* _WHAT IS BEING ASKED_: From the text on the mail transport agent, reproduce the passage starting at "link currently points" and ending at "version is /usr/sbin/sendmail.sendmail.", swapping "slave" for "secondary".

The command alternatives --display mta will display which Mail Transport Agent (SMTP mailserver) is installed and enabled as your default.

For a server using Sendmail that will display something like:

alternatives --display mta
mta - status is manual.
 link currently points to /usr/sbin/sendmail.sendmail
/usr/sbin/sendmail.sendmail - priority 90
 slave mta-pam: /etc/pam.d/smtp.sendmail
 slave mta-mailq: /usr/bin/mailq.sendmail
 slave mta-newaliases: /usr/bin/newaliases.sendmail
 slave mta-rmail: /usr/bin/rmail.sendmail
 slave mta-sendmail: /usr/lib/sendmail.sendmail
 slave mta-mailqman: /usr/share/man/man1/mailq.sendmail.1.gz
 slave mta-newaliasesman: /usr/share/man/man1/newaliases.sendmail.1.gz
 slave mta-aliasesman: /usr/share/man/man5/aliases.sendmail.5.gz
 slave mta-sendmailman: /usr/share/man/man8/sendmail.sendmail.8.gz
Current `best' version is /usr/sbin/sendmail.sendmail.

* _DATA EXCERPTS_:

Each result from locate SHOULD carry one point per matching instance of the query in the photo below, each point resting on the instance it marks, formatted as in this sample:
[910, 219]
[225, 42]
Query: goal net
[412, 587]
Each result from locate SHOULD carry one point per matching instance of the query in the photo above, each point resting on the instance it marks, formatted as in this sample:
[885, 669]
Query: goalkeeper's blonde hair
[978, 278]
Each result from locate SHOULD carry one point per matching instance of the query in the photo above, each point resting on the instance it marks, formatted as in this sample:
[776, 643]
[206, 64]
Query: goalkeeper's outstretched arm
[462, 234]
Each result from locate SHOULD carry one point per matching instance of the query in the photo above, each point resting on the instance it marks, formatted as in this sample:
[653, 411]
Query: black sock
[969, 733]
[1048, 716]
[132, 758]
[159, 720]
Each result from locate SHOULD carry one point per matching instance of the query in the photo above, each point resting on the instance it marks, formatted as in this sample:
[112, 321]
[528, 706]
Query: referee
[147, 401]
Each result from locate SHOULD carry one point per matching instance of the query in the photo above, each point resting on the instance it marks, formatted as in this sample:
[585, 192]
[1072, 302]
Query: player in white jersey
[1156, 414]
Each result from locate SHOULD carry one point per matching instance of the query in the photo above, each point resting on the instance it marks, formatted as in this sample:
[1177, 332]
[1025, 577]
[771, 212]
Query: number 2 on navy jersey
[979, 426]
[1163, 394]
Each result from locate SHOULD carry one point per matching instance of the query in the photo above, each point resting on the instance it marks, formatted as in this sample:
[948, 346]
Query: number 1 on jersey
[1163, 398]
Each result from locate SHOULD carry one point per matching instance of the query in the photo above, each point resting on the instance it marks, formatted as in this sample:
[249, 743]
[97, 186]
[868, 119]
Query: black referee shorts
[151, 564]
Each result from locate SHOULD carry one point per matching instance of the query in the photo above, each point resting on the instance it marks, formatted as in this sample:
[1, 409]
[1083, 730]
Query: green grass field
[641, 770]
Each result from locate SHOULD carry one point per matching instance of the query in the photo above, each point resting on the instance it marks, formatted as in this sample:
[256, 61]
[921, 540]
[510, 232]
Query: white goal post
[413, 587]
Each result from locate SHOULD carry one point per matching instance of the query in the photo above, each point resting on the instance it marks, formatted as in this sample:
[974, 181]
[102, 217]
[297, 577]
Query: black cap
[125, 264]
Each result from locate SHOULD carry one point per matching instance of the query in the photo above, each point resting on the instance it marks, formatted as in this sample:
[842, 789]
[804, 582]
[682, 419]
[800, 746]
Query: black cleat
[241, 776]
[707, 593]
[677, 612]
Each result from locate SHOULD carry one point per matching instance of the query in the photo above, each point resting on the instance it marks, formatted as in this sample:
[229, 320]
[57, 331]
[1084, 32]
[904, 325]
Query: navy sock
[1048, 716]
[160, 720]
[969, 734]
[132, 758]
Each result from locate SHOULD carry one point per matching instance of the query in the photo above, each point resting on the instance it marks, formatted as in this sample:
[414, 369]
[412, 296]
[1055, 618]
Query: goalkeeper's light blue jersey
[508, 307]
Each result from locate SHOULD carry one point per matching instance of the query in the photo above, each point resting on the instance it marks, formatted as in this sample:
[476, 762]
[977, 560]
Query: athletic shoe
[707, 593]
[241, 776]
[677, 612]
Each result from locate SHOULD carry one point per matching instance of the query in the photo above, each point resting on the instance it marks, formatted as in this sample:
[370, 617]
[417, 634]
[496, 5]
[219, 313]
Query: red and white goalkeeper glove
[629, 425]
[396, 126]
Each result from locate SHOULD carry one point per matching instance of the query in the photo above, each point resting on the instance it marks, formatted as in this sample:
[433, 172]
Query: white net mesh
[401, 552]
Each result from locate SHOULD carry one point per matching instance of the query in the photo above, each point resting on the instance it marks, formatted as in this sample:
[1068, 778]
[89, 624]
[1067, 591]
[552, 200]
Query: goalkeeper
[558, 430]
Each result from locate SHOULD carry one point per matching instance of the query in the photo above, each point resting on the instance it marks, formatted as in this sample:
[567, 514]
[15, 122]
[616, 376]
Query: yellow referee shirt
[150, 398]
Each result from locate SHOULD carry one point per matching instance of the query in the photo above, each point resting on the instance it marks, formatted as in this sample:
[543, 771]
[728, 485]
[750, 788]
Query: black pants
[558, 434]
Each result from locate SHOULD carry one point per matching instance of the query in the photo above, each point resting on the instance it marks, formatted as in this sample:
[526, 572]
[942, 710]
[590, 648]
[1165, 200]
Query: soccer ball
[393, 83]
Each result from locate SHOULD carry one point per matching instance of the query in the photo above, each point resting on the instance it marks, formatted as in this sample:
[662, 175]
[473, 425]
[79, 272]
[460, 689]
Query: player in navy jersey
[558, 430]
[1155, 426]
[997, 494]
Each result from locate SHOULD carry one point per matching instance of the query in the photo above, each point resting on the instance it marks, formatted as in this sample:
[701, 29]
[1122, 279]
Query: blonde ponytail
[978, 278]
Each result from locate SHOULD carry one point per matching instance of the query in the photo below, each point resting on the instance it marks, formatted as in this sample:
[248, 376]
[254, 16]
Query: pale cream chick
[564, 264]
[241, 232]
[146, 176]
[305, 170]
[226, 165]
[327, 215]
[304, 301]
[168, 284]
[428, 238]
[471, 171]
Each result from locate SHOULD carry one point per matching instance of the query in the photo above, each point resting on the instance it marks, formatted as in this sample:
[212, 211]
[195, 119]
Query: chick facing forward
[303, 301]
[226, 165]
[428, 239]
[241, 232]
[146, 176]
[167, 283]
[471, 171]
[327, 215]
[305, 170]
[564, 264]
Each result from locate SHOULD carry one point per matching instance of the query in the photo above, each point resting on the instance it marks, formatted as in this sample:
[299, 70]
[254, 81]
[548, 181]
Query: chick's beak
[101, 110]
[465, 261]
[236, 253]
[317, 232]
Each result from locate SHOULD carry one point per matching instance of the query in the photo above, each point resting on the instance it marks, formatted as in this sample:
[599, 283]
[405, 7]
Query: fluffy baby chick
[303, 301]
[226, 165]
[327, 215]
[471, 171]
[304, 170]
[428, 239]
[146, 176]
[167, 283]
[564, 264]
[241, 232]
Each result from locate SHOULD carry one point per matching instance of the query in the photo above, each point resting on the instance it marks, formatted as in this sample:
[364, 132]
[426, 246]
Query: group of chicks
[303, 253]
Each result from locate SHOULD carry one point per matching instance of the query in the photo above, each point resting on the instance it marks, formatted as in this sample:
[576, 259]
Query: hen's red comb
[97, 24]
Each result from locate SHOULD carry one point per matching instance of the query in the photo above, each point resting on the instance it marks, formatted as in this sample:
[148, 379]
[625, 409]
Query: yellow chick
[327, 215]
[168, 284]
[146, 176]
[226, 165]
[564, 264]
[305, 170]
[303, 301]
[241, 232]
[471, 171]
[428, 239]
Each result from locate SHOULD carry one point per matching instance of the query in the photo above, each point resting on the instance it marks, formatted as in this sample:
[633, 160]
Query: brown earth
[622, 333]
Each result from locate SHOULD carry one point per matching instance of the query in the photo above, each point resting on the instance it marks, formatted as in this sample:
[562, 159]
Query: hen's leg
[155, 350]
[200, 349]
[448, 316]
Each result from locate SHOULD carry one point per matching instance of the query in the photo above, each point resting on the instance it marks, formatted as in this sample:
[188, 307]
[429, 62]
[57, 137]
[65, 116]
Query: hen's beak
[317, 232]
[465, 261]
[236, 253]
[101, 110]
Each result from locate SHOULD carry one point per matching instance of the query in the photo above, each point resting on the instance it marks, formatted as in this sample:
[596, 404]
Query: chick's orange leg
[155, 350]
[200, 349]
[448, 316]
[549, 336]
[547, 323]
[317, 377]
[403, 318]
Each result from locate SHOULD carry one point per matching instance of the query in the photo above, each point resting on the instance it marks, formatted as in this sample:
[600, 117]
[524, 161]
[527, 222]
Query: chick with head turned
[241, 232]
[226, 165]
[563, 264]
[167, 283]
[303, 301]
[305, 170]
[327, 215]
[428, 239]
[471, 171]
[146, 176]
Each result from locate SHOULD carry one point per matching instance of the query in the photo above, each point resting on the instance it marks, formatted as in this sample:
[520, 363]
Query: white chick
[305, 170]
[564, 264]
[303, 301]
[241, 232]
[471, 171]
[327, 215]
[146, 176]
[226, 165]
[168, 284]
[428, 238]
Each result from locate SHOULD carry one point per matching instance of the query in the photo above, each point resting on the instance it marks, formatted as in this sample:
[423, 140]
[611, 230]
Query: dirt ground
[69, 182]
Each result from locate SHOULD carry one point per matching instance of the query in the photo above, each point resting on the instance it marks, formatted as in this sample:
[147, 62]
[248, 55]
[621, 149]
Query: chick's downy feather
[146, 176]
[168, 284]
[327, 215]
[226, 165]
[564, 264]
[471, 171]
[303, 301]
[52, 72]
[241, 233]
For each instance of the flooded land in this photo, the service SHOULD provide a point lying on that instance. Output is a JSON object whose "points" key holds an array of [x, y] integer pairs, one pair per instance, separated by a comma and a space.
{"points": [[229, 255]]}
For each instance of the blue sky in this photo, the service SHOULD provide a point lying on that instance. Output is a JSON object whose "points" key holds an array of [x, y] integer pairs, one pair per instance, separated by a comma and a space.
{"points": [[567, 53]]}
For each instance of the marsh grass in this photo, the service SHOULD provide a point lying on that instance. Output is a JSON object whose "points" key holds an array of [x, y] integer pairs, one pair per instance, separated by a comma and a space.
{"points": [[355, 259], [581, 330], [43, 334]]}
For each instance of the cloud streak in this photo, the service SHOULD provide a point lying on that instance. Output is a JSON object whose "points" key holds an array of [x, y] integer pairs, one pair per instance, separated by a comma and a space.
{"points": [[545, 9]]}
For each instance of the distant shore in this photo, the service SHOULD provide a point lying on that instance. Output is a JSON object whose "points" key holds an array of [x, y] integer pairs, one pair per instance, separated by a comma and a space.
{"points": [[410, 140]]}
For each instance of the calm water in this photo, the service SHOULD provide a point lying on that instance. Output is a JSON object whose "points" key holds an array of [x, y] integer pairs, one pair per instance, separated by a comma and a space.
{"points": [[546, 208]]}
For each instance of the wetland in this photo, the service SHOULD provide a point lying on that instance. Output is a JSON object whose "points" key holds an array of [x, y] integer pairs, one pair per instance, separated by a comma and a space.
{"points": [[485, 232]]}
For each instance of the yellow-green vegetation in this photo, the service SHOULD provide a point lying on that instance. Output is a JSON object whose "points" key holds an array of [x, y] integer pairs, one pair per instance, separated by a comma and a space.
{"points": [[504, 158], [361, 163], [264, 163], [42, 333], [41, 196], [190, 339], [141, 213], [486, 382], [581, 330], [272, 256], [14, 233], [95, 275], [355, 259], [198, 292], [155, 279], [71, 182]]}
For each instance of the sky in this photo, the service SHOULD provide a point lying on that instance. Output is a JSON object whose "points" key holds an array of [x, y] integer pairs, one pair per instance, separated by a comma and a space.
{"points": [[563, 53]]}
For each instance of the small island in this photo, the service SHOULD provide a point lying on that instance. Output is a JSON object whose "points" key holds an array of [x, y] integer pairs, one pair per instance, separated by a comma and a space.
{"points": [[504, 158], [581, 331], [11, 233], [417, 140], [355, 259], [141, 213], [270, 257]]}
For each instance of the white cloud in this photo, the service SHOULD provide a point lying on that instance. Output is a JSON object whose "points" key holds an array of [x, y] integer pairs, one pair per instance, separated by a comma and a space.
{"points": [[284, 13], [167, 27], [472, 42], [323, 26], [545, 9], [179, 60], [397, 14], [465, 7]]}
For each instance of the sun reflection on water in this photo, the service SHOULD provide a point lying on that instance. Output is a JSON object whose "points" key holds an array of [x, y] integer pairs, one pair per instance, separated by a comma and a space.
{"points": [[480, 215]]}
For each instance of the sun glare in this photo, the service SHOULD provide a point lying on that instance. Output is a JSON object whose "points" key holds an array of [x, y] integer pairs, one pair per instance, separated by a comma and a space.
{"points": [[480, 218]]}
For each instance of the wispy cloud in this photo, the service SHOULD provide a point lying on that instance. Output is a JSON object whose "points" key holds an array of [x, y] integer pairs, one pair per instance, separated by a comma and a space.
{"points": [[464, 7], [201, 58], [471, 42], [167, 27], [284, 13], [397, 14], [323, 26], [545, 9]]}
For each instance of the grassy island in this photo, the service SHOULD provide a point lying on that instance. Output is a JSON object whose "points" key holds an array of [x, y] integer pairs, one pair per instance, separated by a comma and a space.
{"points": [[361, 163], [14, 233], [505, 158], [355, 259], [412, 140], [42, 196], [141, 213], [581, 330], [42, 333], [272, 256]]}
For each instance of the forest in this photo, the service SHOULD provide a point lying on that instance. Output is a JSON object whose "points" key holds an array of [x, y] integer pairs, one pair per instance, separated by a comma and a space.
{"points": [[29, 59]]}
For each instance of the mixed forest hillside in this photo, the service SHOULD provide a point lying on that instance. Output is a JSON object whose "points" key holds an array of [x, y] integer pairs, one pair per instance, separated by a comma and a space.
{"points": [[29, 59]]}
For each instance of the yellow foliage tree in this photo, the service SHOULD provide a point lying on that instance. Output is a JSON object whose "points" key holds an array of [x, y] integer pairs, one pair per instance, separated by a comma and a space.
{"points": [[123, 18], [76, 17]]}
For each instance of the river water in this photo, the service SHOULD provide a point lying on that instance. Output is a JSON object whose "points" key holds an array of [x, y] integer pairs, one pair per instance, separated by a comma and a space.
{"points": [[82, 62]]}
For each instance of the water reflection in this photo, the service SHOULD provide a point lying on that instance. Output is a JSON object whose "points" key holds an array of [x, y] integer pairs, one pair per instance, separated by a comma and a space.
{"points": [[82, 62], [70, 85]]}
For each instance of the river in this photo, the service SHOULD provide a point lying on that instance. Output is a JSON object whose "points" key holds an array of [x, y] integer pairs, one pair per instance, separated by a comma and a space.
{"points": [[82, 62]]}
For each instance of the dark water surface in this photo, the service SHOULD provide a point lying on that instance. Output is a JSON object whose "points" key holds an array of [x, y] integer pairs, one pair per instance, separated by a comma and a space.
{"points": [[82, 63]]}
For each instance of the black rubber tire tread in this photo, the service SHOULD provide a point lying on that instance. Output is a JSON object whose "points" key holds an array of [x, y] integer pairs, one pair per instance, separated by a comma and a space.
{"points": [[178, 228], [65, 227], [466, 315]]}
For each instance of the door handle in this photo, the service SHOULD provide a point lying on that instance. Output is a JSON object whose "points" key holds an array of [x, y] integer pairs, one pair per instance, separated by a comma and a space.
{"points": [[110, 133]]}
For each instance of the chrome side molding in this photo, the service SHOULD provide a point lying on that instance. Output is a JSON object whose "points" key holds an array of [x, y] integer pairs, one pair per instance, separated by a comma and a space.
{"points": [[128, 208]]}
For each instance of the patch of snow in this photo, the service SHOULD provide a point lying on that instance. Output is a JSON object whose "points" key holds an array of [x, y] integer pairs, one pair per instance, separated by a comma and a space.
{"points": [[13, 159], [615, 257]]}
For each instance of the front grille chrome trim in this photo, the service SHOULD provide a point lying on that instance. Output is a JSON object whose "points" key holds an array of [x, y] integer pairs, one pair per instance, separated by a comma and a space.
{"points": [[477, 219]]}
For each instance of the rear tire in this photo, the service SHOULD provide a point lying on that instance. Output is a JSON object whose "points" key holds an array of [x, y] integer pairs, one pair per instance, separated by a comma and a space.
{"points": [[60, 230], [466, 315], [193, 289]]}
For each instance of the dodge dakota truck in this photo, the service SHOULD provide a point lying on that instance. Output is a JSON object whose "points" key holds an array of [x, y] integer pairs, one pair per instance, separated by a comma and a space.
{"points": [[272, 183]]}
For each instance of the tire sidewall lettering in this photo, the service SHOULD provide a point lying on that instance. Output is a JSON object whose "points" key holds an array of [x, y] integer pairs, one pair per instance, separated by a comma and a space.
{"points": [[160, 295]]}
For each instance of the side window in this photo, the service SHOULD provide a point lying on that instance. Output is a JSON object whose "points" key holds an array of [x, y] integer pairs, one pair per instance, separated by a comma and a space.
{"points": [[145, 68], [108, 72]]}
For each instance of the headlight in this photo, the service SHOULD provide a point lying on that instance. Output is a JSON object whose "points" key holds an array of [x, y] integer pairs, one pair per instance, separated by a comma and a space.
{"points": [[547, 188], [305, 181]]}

* _RESPONSE BELOW_:
link currently points to /usr/sbin/sendmail.sendmail
/usr/sbin/sendmail.sendmail - priority 90
 secondary mta-pam: /etc/pam.d/smtp.sendmail
 secondary mta-mailq: /usr/bin/mailq.sendmail
 secondary mta-newaliases: /usr/bin/newaliases.sendmail
 secondary mta-rmail: /usr/bin/rmail.sendmail
 secondary mta-sendmail: /usr/lib/sendmail.sendmail
 secondary mta-mailqman: /usr/share/man/man1/mailq.sendmail.1.gz
 secondary mta-newaliasesman: /usr/share/man/man1/newaliases.sendmail.1.gz
 secondary mta-aliasesman: /usr/share/man/man5/aliases.sendmail.5.gz
 secondary mta-sendmailman: /usr/share/man/man8/sendmail.sendmail.8.gz
Current `best' version is /usr/sbin/sendmail.sendmail.